Natural-language object grounding data:
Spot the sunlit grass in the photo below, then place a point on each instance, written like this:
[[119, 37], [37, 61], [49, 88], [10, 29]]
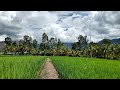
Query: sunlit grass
[[20, 67], [86, 68]]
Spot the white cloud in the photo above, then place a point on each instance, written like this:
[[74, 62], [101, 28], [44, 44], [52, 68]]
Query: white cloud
[[66, 25]]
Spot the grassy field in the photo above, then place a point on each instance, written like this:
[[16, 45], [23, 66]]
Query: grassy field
[[86, 68], [20, 67]]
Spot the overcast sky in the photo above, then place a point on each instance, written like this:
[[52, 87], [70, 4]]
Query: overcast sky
[[66, 25]]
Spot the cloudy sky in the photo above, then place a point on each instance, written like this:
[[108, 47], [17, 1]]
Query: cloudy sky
[[66, 25]]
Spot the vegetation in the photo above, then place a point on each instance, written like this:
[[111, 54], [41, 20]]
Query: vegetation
[[20, 67], [86, 68], [54, 47]]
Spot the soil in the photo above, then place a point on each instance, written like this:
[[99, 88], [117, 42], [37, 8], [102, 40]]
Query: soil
[[48, 71]]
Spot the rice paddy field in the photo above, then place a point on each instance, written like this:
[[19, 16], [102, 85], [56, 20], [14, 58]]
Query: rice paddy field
[[20, 67], [28, 67], [86, 68]]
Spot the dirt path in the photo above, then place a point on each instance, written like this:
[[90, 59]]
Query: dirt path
[[48, 71]]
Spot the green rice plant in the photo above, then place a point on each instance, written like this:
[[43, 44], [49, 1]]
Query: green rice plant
[[20, 67], [86, 68]]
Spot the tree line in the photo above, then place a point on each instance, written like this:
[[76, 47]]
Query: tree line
[[55, 47]]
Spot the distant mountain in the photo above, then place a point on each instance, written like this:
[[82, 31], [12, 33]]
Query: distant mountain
[[114, 41]]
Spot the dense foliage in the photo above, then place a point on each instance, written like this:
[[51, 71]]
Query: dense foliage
[[54, 47]]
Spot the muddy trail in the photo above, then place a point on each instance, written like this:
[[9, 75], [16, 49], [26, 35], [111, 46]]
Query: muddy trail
[[48, 71]]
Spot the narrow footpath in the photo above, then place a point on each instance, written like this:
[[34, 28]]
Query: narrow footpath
[[48, 71]]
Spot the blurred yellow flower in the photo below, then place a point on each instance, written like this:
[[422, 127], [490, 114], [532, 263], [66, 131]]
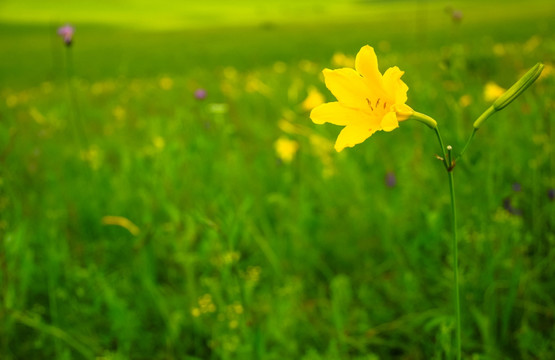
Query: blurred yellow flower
[[492, 91], [465, 100], [286, 149], [367, 100], [313, 99], [123, 222], [341, 60]]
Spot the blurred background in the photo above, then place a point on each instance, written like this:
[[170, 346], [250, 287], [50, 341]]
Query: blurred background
[[164, 194]]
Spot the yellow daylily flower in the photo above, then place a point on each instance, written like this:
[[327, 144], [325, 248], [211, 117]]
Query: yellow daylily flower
[[367, 101]]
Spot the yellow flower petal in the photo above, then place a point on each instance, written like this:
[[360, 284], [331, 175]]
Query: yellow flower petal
[[335, 113], [366, 63], [403, 111], [389, 122], [353, 134], [347, 86], [394, 86]]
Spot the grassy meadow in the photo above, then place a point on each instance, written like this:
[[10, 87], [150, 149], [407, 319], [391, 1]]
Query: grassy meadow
[[141, 220]]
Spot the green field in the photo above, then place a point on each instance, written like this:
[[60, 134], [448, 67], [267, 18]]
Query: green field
[[138, 222]]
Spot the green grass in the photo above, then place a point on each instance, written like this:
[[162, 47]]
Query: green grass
[[243, 256]]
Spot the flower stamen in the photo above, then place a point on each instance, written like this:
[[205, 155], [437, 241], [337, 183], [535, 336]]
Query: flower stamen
[[370, 104]]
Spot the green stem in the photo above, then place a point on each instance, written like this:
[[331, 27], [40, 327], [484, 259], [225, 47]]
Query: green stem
[[455, 246], [445, 163], [455, 264], [467, 143]]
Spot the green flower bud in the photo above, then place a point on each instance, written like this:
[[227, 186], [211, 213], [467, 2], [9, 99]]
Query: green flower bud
[[425, 119], [514, 91], [518, 87]]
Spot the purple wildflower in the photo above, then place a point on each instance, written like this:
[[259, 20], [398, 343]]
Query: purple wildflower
[[390, 180], [66, 32], [200, 94]]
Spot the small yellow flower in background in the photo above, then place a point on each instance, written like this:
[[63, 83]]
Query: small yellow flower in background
[[286, 149], [313, 99], [123, 222], [341, 60], [499, 49], [37, 116], [119, 113], [492, 91], [367, 100], [279, 67]]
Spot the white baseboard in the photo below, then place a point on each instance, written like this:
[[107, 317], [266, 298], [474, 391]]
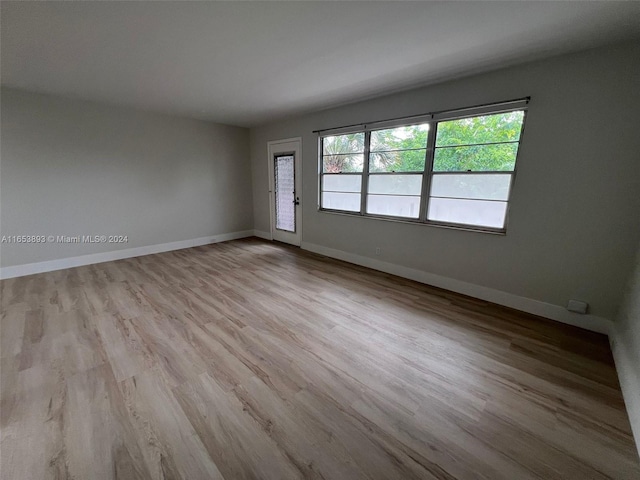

* **What is required**
Could you restate all of the data above word for word and skip every picture?

* **Task solution**
Spot the sunlit grass in the photo below, then place a point on each instance, written like this:
[[119, 37], [37, 61], [49, 88], [10, 29]]
Query: sunlit grass
[[20, 67], [86, 68]]
Spot the white cloud in the photo above, then place a point on each instance, written like this:
[[74, 62], [101, 28], [44, 44], [52, 68]]
Query: white cloud
[[66, 25]]
Spot the grassy field in the photo above, then place a point on each instance, written like this:
[[16, 45], [23, 66]]
Query: grassy field
[[86, 68], [20, 67]]
Spot the overcast sky in the photo above, then place a point on each instance, written like this:
[[52, 87], [70, 4]]
Query: overcast sky
[[66, 25]]
Spot the cloudy sky in the photo above, then place a point on each instance, written like this:
[[108, 47], [17, 1]]
Query: cloudy sky
[[66, 25]]
Spot the vegetation in the photo above, then place a point on each instance, written like this:
[[111, 54], [41, 20]]
Query: vegetation
[[20, 67], [86, 68], [54, 47]]
Spot the soil in the photo above, then place a point on each instance, written like this:
[[99, 88], [117, 42], [37, 8], [102, 40]]
Query: soil
[[48, 71]]
Spot the rice paddy field in the photo above, then place a point on each instance, written like this:
[[19, 16], [102, 85], [56, 20], [14, 58]]
Query: rice paddy field
[[20, 67], [28, 67], [86, 68]]
Spot the dirt path in the photo above, then place a point on each instance, written like this:
[[90, 59]]
Query: dirt path
[[48, 71]]
Spot the green rice plant in the photo above, then place a point on each instance, written like this:
[[43, 44], [49, 1]]
Query: green rice plant
[[20, 67], [86, 68]]
Spot the tree line in the photo above, then place a point on each instance, written like this:
[[76, 47]]
Query: tree line
[[55, 47]]
Spot the distant mountain in the photo above, then place a point on each instance, written like this:
[[82, 31], [12, 33]]
Query: distant mountain
[[114, 41]]
Spot the dense foliage in the photo above, then place a point on each instance, written like this:
[[51, 71]]
Query: dense foliage
[[54, 47]]
Spot the muddy trail in the photo above, then place a point on each instance, written like this:
[[9, 75], [16, 49], [26, 35], [111, 46]]
Query: muddy trail
[[48, 71]]
Spot the narrow footpath in the photo above, then place a point on each instance, written like this:
[[34, 28]]
Query: narrow footpath
[[48, 71]]
Spot the blurred yellow flower in the photo below, then place a point on each instance, written like this:
[[422, 127], [490, 114], [532, 263], [66, 131]]
Query: blurred yellow flower
[[492, 91], [465, 100], [286, 149], [367, 100], [313, 99], [123, 222], [341, 60]]
Spot the blurred background in the photo above, then place a point on each instance, written like this:
[[170, 346], [250, 287], [50, 341]]
Query: blurred background
[[164, 194]]
Spot the yellow daylily flower in the photo above, then place a point on each instance, written like this:
[[327, 144], [325, 248], [211, 117]]
Query: yellow daylily flower
[[367, 101]]
Spot the yellow flower petal in the photo above, then place a point on each instance, written like this:
[[360, 284], [331, 175]]
Query: yellow flower petal
[[335, 113], [366, 63], [403, 111], [389, 122], [353, 134], [347, 86], [394, 86]]
Spot the grassy meadow in the photo above, then place a point on each instance, written like this:
[[10, 87], [150, 149], [407, 319], [391, 1]]
Query: grassy meadow
[[141, 220]]
Spot the green field in the photo above, then place a point on each instance, written like this:
[[60, 134], [448, 67], [267, 18]]
Query: green field
[[138, 222]]
Spot the green grass in the photo above, then place a point on each instance, written like this:
[[162, 47]]
Query: green grass
[[243, 256]]
Spot the flower stamen in the photo above, then place a point on each instance, written like this:
[[205, 155], [437, 241], [337, 183], [535, 336]]
Query: flower stamen
[[370, 104]]
Spot the green stem in the photo above, then place a point on each instance, written like this:
[[331, 27], [40, 327], [484, 259], [225, 47]]
Query: green stem
[[455, 246], [445, 163], [455, 264], [467, 143]]
Spot the green flower bud in the photo above, then place a point on each instance, written like this:
[[227, 186], [211, 213], [467, 2], [9, 99]]
Query: green flower bud
[[425, 119], [514, 91], [518, 87]]
Spot the purple wildflower in the photo above, then place a point on each instance, written like this:
[[259, 20], [398, 343]]
Query: purple wildflower
[[390, 180], [66, 32], [200, 94]]
Spot the small yellow flower in background in the photo above, then place a point on each instance, written like this:
[[63, 83]]
Query: small yellow flower in background
[[286, 149], [313, 99], [123, 222], [341, 60], [499, 49], [37, 116], [119, 113], [492, 91], [367, 100], [279, 67]]
Spot the white baseboard in the photo below, then place a point on each instance, written like this:
[[107, 317], [266, 298], [474, 391]]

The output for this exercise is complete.